Required work ::
Every record must be output verbatim in the reply.

Input ::
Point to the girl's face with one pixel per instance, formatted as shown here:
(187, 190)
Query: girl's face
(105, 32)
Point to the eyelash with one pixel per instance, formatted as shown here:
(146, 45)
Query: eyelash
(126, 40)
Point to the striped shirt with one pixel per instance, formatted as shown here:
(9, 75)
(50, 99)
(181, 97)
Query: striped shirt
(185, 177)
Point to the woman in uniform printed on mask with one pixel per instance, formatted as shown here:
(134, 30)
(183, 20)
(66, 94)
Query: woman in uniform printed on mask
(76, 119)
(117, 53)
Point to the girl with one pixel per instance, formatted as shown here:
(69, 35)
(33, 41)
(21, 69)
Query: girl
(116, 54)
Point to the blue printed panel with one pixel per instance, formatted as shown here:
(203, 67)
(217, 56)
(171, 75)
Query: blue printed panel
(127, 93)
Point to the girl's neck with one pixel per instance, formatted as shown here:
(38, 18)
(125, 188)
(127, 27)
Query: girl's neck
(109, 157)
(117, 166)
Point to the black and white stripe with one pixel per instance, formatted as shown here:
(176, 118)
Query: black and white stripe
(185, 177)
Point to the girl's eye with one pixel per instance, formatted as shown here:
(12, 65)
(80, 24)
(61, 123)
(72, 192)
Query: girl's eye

Response to the exercise ::
Point to the girl's face with one pixel per instance, formatted as shown here:
(187, 190)
Query: girl's face
(105, 32)
Point to the eyelash with one pixel per instance, formatted as shown here:
(146, 45)
Query: eyelash
(126, 40)
Point to the striped shirt with one pixel per instance, formatted as shown here:
(9, 75)
(50, 99)
(181, 97)
Query: striped shirt
(185, 177)
Point to the woman in uniform printed on mask with one pixel per instance, formatted as shown here:
(134, 30)
(183, 20)
(66, 94)
Query: woman in uniform printed on mask
(76, 119)
(117, 53)
Point to the girl with one pixel per instance, formatted as shown here:
(69, 35)
(33, 41)
(21, 69)
Query: girl
(116, 54)
Point to the blue printed panel with one pixel per instance, formatted as shown here:
(203, 67)
(217, 56)
(171, 75)
Query: blue printed panel
(127, 93)
Point to the girl's neck with one pixel per instance, formatted as shown here:
(38, 18)
(125, 188)
(127, 27)
Query: girl's neck
(109, 157)
(117, 166)
Point to the black and white stripe with one pixel per instance, formatted as shown here:
(176, 118)
Query: black and white stripe
(185, 177)
Point to the girl's eye with one pixel per instance, formatted as shown here:
(12, 65)
(80, 24)
(61, 123)
(72, 192)
Query: girl's eye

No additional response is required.